▸ EXERCISE REQUIREMENTS: Can you give these lines again with "instance" renamed to "occurrence" everywhere it appears and everything else left unchanged?

··· SOURCE MATERIAL ···

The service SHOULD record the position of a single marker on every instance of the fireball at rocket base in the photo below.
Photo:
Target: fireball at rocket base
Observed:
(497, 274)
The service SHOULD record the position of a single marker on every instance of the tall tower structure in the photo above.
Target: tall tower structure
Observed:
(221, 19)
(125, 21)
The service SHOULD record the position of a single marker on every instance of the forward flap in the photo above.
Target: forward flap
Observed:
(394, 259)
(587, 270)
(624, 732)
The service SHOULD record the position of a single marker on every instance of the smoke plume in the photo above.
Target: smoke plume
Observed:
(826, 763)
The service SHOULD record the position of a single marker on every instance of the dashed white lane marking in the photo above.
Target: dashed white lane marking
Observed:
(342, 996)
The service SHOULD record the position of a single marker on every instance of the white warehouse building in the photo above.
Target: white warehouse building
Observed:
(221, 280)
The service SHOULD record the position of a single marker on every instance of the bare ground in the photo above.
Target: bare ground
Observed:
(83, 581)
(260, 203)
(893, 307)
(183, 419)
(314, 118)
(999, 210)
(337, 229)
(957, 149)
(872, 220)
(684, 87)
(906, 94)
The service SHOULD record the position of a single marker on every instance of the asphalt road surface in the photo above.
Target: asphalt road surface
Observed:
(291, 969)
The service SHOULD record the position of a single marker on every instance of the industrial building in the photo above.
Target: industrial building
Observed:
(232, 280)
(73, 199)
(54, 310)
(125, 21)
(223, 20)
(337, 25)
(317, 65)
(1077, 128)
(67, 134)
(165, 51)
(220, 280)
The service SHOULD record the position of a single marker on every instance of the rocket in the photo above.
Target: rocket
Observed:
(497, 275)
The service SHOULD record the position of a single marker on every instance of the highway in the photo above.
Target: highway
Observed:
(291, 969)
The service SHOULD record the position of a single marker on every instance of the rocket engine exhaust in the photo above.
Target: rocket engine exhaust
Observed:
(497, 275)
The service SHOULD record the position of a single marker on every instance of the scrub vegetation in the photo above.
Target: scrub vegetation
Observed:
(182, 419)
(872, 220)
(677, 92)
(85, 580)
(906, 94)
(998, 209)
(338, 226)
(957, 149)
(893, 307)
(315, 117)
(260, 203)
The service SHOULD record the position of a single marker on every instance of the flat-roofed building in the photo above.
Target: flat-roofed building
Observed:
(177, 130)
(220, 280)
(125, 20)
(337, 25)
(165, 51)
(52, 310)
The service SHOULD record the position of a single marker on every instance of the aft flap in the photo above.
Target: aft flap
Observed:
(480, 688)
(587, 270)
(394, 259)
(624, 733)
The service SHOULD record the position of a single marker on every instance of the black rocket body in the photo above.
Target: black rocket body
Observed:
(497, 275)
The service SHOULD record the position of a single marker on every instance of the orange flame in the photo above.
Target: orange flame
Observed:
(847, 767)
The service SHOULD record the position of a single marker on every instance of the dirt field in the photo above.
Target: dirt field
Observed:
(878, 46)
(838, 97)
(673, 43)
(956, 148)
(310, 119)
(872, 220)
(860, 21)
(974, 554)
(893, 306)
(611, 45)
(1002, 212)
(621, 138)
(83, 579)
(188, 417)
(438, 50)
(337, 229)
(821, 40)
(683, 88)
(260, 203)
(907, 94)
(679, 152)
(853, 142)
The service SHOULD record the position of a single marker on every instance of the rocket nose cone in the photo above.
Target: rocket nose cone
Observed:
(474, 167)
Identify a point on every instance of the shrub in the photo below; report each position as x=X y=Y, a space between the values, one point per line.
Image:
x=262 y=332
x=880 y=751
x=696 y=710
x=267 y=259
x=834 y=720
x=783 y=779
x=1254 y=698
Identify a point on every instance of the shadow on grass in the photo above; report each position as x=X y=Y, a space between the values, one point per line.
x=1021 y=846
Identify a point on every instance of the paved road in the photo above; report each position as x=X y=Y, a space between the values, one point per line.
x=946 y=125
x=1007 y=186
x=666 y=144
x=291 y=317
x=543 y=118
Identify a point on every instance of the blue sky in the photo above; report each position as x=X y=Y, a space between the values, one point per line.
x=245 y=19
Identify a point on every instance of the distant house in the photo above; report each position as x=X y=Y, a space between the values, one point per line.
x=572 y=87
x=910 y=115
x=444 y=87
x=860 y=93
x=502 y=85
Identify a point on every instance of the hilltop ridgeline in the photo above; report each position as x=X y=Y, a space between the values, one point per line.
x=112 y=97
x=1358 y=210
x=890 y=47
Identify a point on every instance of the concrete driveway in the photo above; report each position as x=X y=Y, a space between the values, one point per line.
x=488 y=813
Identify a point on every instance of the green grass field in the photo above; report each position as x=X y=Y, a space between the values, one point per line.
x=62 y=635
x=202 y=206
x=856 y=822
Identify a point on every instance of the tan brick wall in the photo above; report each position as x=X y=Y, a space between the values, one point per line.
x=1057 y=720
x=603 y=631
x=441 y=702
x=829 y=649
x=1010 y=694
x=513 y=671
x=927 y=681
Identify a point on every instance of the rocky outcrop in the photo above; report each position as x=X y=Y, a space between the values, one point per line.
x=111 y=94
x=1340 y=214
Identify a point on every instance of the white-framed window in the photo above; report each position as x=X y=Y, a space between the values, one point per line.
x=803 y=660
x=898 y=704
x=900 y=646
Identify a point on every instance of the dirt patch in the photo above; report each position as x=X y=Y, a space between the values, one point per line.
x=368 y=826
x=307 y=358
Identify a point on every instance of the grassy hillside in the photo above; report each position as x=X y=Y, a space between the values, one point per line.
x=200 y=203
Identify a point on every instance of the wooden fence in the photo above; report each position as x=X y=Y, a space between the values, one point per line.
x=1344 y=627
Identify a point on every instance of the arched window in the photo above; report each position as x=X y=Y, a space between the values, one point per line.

···

▸ EXERCISE RESULT:
The service SHOULD record the position of a single marker on every occurrence of the fireball at rocket base in the photo below.
Photo:
Target: fireball at rocket base
Observed:
(497, 274)
The service SHOULD record the position of a single marker on every occurrence of the tall tower structure in the photo above.
Target: tall tower structure
Observed:
(221, 19)
(125, 21)
The service SHOULD record the position of a single marker on every occurrence of the forward flap in the photo above.
Target: forward flap
Observed:
(394, 259)
(587, 270)
(624, 732)
The service SHOULD record the position of a single marker on every occurrence of the smoke plume in the photo above.
Target: smoke plume
Observed:
(826, 763)
The service SHOULD record the position of a single marker on every occurrence of the dashed white lane marking in the photo above.
Target: dashed white lane marking
Observed:
(342, 996)
The service SHOULD record the position of a single marker on every occurrence of the white warehouse building in the photo above.
Target: white warehouse building
Observed:
(221, 280)
The service SHOULD record the position of a single marker on every occurrence of the bare ground in the photo above.
Target: bare ground
Observed:
(83, 581)
(260, 203)
(893, 307)
(183, 419)
(314, 118)
(999, 210)
(337, 229)
(957, 149)
(872, 220)
(684, 87)
(906, 94)
The service SHOULD record the position of a single marker on every occurrence of the asphalt road surface in the photo above.
Target: asphalt road surface
Observed:
(291, 969)
The service SHOULD record the position of a single marker on every occurrence of the industrial building in the photo above.
Target: industrial building
Observed:
(232, 280)
(73, 199)
(54, 310)
(125, 21)
(223, 20)
(337, 25)
(317, 65)
(1077, 128)
(67, 134)
(165, 51)
(220, 280)
The service SHOULD record the position of a single marker on every occurrence of the rocket in the photo above.
Target: rocket
Observed:
(497, 275)
The service SHOULD record the position of a single marker on every occurrence of the highway in the photo above.
Target: highway
Observed:
(291, 969)
The service SHOULD record the position of a single marker on every occurrence of the rocket engine exhaust in the photo above.
Target: rocket engine exhaust
Observed:
(497, 275)
The service SHOULD record the position of a single marker on every occurrence of the scrub vegetation in the photo above.
Target: scrub vegetation
Observed:
(182, 419)
(872, 220)
(677, 92)
(85, 580)
(906, 94)
(998, 209)
(338, 226)
(957, 149)
(893, 307)
(315, 117)
(260, 203)
The service SHOULD record the position of a single marker on every occurrence of the flat-roofed building in the photo above.
Target: flat-roofed building
Observed:
(177, 130)
(220, 280)
(125, 20)
(337, 25)
(165, 51)
(52, 310)
The service SHOULD record the position of a single marker on every occurrence of the aft flap in the photo above.
Target: aft flap
Observed:
(480, 688)
(587, 270)
(394, 259)
(624, 733)
The service SHOULD record the position of a single marker on every occurrence of the black rocket body in the photo above.
Target: black rocket body
Observed:
(497, 275)
The service SHOULD record the position of a single marker on every occurrence of the orange flame in the photo above.
Target: orange flame
Observed:
(847, 767)
The service SHOULD record the position of a single marker on every occurrence of the dirt field in the photo above.
Target: dirt field
Observed:
(878, 46)
(838, 97)
(673, 43)
(956, 148)
(310, 119)
(872, 220)
(860, 21)
(974, 554)
(893, 306)
(611, 45)
(1002, 212)
(621, 138)
(83, 579)
(188, 417)
(438, 50)
(337, 229)
(821, 40)
(683, 88)
(260, 203)
(907, 94)
(679, 152)
(853, 142)
The service SHOULD record the position of a single marker on every occurrence of the rocket nose cone in the photo above.
Target: rocket nose cone
Observed:
(474, 167)
Identify a point on every occurrence of the shrub in the photo below; report each position as x=X y=Y, a space between the values, one point per line.
Image:
x=262 y=332
x=880 y=751
x=696 y=710
x=267 y=259
x=834 y=720
x=783 y=779
x=1254 y=698
Identify a point on every occurrence of the shadow on grass in the photo above; report each position as x=X y=Y, a space between the values, one point per line.
x=1021 y=846
Identify a point on every occurrence of the paved road in the photo above; report each position as x=X y=Y, a space between the values, one point per line.
x=946 y=125
x=1007 y=186
x=666 y=144
x=291 y=317
x=543 y=118
Identify a point on every occurrence of the blue sky in the photo above; report each position as x=X y=Y, a space between the values, one point per line.
x=245 y=19
Identify a point on every occurrence of the distant house in the photo above; report each position as x=X y=Y, a space between the values, one point per line.
x=572 y=87
x=910 y=115
x=444 y=87
x=860 y=93
x=502 y=85
Identify a point on every occurrence of the hilltop ridgeline in the photo above; report each position as x=X y=Y, a space between the values, one point per line.
x=112 y=97
x=1358 y=210
x=890 y=47
Identify a point on every occurrence of the concrete driveway in the photo above; report each position as x=X y=Y, a space between the values, one point per line.
x=488 y=813
Identify a point on every occurrence of the green grass field in the photo above; report each position as x=X y=Y, a space between the values, one point per line.
x=62 y=635
x=202 y=206
x=856 y=822
Identify a point on every occurrence of the tan brick wall in the photo above; report each position as x=X y=Y, a space between the values, one point per line.
x=1057 y=720
x=603 y=631
x=441 y=702
x=829 y=649
x=1010 y=694
x=513 y=671
x=927 y=681
Identify a point on every occurrence of the rocky outcrop in the photo above; report each position as x=X y=Y, a space between the values, one point per line.
x=111 y=94
x=1340 y=214
Identify a point on every occurrence of the white-framed window in the photo above; report each position as x=X y=Y, a space between the values, one point per line.
x=803 y=660
x=898 y=704
x=900 y=646
Identify a point on every occurrence of the dirt patch in the photo above; report each position as x=X y=Y, a space between the values, one point per line.
x=368 y=826
x=307 y=358
Identify a point on every occurrence of the grassy hillside in the photo above; report each position as x=X y=Y, a space between the values, one point per line.
x=200 y=203
Identify a point on every occurrence of the wooden fence in the photo above; report each position as x=X y=Y, a space between the values, one point per line.
x=1344 y=627
Identify a point on every occurrence of the arched window in the photo above; report each position as x=X y=Y, a space between the values, one point per line.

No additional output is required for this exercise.